═════ Given information ═════
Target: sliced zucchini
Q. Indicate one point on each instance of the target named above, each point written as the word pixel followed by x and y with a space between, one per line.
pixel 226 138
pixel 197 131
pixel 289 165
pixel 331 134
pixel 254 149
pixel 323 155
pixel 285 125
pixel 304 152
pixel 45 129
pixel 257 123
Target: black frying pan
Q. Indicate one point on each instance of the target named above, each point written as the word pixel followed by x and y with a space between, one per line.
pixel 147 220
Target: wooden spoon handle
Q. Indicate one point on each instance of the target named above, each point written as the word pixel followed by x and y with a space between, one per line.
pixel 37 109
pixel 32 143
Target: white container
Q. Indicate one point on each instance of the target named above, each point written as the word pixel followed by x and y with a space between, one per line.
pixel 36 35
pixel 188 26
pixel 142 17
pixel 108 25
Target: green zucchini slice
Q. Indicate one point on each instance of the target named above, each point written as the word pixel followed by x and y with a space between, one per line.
═════
:: Directions for this task ::
Please extract every line of the entries above and reproduce each one unchanged, in its original order.

:: Task result ::
Target: sliced zucchini
Q. Indicate one point on each instance of the target named above, each point written as the word pixel followed by x and y with a space between, one per line.
pixel 226 138
pixel 197 131
pixel 289 165
pixel 331 134
pixel 254 149
pixel 323 155
pixel 285 125
pixel 304 152
pixel 45 129
pixel 257 123
Target: black frying pan
Q. Indicate one point on each instance of the target named above, each point written as the word pixel followed by x and y with a space between, one per line.
pixel 147 220
Target: wooden spoon handle
Q. Indicate one point on each instance of the target named above, each point written as the word pixel followed by x and y with a space between, one per line.
pixel 37 109
pixel 32 143
Target: white container
Q. Indicate one point on each instance of the target named above, each point written as the word pixel followed by x and y with a space between, one per line.
pixel 36 35
pixel 188 26
pixel 142 17
pixel 108 25
Target: green zucchini slice
Q. Indicate one point on each instance of the target named above, each point written as the word pixel followed by x and y with a space between, one per line.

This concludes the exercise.